Document excerpt:
# Stopping bullets



## GREENCOUNTYPETE (Jul 25, 2006)

this topic has come up a few times over the years here.

I had a pile of gravel from expanding my driveway recently and some scrap wood

I built a crude 16 inch by 16 inch box of scrap 2x4 and some 7/16 osb the osb already had some house wrap stapled to it so I left that

I shot it with 9mm from about 10 yards but I put some in the wood frame to see if they would get stopped by the wood alone. 2x4 and 7/8 of osb will not stop a 9mm ball round.
all that hit in the gravel were stopped

next up 12 ga slugs from about 15 yards stopped

223 from 25 yards stopped

180gr 308 from 25 yards , stopped but with repeated hits it was breaking the osb on the back from the pressure it was creating in the box


an inexpensive yet effective way to stop bullets

part of what got me thinking about this I was talking to a guy who had family involved in a drive by his grand kids were sleeping and the bullets hit the house luckily no one was hit inside the house.

Material provided:
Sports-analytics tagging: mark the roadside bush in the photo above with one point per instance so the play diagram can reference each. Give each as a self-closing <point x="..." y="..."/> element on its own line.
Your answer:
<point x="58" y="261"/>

Exercise instructions:
(1) In the thread on stopping bullets, what were the dimensions of the box the poster built?
(2) Decide whether each statement agrees with the thread on stopping bullets. Answer yes or no and quote the words that decide it.
(a) The 9mm rounds that hit only the wood frame were stopped.
(b) The 12 gauge slugs were fired from about 15 yards.
(c) The 308 rounds left the OSB on the back of the box undamaged.
(3) List every type of ammunition the poster fired at the box in the thread on stopping bullets.
The lines above are separate material and have no connection to the thread on stopping bullets.

Answers to each task:
(1) 16 inches by 16 inches.

(2)
(a) No: "2x4 and 7/8 of osb will not stop a 9mm ball round."
(b) Yes: "next up 12 ga slugs from about 15 yards stopped"
(c) No: "with repeated hits it was breaking the osb on the back from the pressure it was creating in the box"

(3) 9mm ball; 12 ga slugs; 223; 180gr 308